**What is required:** Repeat exactly the lines from the line containing "of the seated" to the last line of the listing, including both.

------------------------------

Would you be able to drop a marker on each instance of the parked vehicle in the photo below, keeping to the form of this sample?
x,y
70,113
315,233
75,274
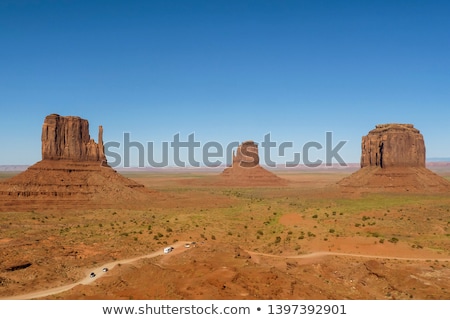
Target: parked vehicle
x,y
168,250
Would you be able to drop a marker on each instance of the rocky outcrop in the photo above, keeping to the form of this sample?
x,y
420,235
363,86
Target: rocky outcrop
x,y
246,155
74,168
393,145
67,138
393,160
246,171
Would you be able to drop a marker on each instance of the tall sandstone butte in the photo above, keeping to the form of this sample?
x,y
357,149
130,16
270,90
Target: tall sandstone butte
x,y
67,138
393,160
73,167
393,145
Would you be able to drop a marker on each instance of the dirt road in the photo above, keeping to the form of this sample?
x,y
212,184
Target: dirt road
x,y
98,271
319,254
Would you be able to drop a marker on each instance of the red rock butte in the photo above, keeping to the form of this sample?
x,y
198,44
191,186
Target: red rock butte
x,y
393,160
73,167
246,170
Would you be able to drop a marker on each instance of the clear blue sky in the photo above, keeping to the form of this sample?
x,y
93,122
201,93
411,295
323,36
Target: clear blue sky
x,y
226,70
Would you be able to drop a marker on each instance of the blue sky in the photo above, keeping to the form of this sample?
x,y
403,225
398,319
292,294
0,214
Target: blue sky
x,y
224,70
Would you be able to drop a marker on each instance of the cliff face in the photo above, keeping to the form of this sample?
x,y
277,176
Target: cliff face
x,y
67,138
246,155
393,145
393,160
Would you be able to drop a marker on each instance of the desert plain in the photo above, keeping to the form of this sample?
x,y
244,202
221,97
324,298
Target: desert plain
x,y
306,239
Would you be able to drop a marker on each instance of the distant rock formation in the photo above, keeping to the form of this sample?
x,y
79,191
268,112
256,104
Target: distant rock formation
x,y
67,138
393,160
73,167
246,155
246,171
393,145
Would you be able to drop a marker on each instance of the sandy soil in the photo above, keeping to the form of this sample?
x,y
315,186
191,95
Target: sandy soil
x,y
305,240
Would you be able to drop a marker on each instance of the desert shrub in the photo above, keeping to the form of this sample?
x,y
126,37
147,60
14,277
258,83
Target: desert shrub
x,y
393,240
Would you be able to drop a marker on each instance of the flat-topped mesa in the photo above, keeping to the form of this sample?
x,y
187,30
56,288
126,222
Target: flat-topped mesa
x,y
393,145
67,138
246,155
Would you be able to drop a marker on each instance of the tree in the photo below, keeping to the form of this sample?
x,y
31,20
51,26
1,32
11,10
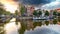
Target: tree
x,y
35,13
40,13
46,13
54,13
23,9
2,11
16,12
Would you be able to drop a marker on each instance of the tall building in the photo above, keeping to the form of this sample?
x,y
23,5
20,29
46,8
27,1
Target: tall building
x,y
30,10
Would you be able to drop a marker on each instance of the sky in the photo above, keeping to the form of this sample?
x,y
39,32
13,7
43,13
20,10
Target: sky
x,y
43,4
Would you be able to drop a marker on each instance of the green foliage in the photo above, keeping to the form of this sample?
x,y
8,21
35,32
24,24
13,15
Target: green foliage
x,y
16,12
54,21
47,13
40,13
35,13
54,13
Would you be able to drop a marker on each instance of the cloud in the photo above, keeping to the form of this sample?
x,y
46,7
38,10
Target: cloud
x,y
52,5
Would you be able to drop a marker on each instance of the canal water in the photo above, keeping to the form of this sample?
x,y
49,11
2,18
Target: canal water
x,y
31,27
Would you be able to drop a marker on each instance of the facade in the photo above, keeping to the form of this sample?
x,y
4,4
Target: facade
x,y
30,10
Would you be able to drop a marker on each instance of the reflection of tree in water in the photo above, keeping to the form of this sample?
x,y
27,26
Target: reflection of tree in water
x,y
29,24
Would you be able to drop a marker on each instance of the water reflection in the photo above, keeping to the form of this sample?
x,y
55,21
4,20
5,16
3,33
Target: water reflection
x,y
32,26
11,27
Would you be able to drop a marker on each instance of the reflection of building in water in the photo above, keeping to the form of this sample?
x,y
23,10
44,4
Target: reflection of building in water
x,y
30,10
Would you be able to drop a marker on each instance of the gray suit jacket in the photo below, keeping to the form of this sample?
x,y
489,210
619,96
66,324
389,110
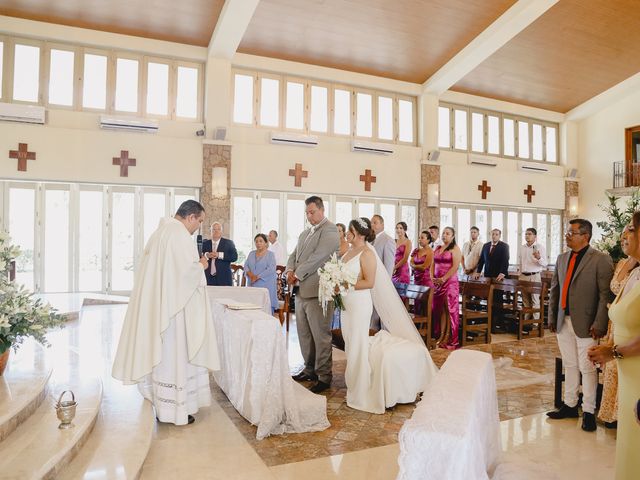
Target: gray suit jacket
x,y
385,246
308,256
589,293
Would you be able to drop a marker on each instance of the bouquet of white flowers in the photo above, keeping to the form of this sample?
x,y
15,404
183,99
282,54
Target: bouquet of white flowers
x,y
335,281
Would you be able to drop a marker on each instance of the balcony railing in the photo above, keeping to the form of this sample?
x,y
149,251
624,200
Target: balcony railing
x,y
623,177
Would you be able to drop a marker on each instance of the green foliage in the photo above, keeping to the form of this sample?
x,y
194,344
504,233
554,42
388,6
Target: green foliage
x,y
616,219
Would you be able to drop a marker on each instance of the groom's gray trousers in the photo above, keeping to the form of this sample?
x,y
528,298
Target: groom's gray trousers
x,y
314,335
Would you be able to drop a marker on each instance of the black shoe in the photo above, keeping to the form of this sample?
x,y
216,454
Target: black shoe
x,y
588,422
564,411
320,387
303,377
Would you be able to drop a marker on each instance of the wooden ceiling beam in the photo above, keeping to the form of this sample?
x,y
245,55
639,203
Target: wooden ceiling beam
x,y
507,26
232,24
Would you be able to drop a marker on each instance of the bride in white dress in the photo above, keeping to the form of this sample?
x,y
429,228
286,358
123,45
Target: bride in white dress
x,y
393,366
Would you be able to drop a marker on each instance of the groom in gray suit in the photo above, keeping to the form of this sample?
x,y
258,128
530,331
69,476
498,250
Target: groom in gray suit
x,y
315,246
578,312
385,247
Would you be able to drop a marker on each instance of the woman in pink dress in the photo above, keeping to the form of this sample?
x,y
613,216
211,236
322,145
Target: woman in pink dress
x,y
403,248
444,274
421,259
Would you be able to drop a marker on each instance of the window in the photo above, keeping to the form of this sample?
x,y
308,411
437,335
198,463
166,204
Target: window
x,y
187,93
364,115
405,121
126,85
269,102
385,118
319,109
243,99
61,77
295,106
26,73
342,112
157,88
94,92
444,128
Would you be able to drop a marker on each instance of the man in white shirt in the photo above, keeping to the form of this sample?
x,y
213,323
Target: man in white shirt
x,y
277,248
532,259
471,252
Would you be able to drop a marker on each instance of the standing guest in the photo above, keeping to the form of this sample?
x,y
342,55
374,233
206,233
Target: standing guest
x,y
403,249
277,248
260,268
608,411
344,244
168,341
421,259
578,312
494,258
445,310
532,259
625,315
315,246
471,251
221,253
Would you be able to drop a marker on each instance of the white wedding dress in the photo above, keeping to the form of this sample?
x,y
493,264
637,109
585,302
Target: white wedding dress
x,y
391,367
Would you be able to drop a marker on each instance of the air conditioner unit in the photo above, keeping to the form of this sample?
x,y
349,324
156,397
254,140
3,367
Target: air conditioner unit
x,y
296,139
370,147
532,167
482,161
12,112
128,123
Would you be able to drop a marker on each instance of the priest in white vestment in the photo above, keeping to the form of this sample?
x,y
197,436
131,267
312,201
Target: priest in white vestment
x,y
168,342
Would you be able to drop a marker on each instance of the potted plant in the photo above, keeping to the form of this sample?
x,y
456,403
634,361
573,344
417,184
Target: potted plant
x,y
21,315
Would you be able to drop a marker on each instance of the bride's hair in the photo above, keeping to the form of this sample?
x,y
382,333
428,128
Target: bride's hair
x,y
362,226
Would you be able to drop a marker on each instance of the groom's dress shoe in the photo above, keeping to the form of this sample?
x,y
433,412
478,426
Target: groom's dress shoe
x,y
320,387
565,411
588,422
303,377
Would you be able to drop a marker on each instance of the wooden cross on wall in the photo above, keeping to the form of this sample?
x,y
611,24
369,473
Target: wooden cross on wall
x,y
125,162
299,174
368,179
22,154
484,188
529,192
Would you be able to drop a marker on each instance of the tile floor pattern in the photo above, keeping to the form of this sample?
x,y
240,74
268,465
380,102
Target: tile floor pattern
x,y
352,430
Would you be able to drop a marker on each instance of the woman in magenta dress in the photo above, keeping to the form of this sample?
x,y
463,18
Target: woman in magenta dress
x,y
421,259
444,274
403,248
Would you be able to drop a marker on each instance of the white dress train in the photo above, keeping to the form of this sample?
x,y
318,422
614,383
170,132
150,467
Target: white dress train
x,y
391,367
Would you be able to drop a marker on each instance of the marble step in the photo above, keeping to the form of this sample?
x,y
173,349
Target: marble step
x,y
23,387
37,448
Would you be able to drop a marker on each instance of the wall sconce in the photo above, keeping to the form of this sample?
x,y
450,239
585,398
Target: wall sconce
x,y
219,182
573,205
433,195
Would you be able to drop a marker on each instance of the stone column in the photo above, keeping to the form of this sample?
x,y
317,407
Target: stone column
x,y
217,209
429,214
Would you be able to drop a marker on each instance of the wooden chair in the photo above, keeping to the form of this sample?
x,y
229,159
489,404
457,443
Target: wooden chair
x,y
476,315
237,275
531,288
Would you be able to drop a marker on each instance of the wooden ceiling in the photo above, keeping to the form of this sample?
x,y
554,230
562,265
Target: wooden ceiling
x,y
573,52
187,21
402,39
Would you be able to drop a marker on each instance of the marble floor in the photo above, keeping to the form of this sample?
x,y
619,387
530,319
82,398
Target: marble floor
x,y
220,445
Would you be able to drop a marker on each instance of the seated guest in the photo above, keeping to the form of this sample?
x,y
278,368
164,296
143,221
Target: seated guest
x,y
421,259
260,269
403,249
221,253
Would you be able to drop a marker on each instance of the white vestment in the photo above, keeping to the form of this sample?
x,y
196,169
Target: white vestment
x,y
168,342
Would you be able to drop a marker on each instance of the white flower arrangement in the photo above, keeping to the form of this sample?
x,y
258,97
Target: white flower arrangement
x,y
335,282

------------------------------

**Correct response:**
Would you be able to drop a marker on each instance of the seated guest in the photo above, keeping to the form of this sample?
x,y
278,368
164,296
143,221
Target: seated guest
x,y
421,259
260,269
403,249
221,253
Would you be able to drop a marker on each instance of the white vestment in the photo above, keeping to the form of this sample?
x,y
196,169
Target: white vestment
x,y
168,342
Would you be able to drop a marker on each instance of the white flower arrangement in the photo above, keeping to the form of this sample?
x,y
258,97
Target: white flower arrangement
x,y
335,282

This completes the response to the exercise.